───── PASSAGE PROVIDED ─────
The state’s governor is trying to make policy for many generations from now. It’s hard enough to get it right for even a decade or two. How’s your flying car working out?

A high school in Fond du Lac, Wis.
A high school in Fond du Lac, Wis. With a few edits by Gov. Tony Evers, the new state budget increases public school funding annually for centuries. (Shutterstock)
Some of the things governments do are so preposterous that it seems almost pointless to ridicule them. Just reporting on them straight gets the point across well enough.

A couple of weeks ago, as you may have heard, Wisconsin Gov. Tony Evers signed into law a new state budget that stands to increase public school funding by $325 per pupil every year until 2425 — four centuries from now. Evers made this happen by using his partial-veto powers, deleting “20” and the hyphen from the legislation’s reference to the 2024-25 school year. I took this to be a joke, but Evers was serious. He said his action would “provide school districts with predictable long-term increases for the foreseeable future.” Perhaps he can foresee things better than the rest of us can.

Whatever the governor may have had in mind, the whole episode serves as a reminder of just how strange things can become when public officials decide to project into the unknown — not just 400 years, but four decades, or even less.

When it comes to dealing with decades to come, governments practice an odd sort of contradiction. They have little trouble making wishes and guesses about the years ahead of them. But they are notoriously unwilling to take actions in the present that will lead to an improvement in the public welfare.

One example of this is California’s Climate Change Scoping Plan, a set of energy promises updated most recently last year. Not only does the plan promise to achieve carbon neutrality by the year 2045, it does so by committing to an 85 percent reduction in greenhouse gas emissions, a 94 percent drop in the demand for oil and an 86 percent decline in the demand for all fossil fuels. All of this, it is forecast, will create 4 million new jobs and save the state $200 billion in health-care costs.

Are these things possible? I suppose some of them might be. But I don’t think it’s unfair to point out that instead of making ambitious predictions about a glorious carbon-free future, the state’s leaders could be taking tangible steps to deal with the problem right away, legislating reductions in automobile mileage or implementing a more systematic promotion of renewable energy. But they prefer instead to assure the citizens just how much cleaner the state will be in two decades.
───── DATA ─────
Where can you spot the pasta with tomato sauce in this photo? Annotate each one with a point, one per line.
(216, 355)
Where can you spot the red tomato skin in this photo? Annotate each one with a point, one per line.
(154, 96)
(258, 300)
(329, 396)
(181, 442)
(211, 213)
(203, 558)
─────
◆ THE PROBLEM:
Reproduce the article on long-range government planning from "Are these things" to "in two decades.", changing "renewable energy" to "solar power". The stored entries are material separate from the article.

◆ WRITTEN SOLUTION:
Are these things possible? I suppose some of them might be. But I don’t think it’s unfair to point out that instead of making ambitious predictions about a glorious carbon-free future, the state’s leaders could be taking tangible steps to deal with the problem right away, legislating reductions in automobile mileage or implementing a more systematic promotion of solar power. But they prefer instead to assure the citizens just how much cleaner the state will be in two decades.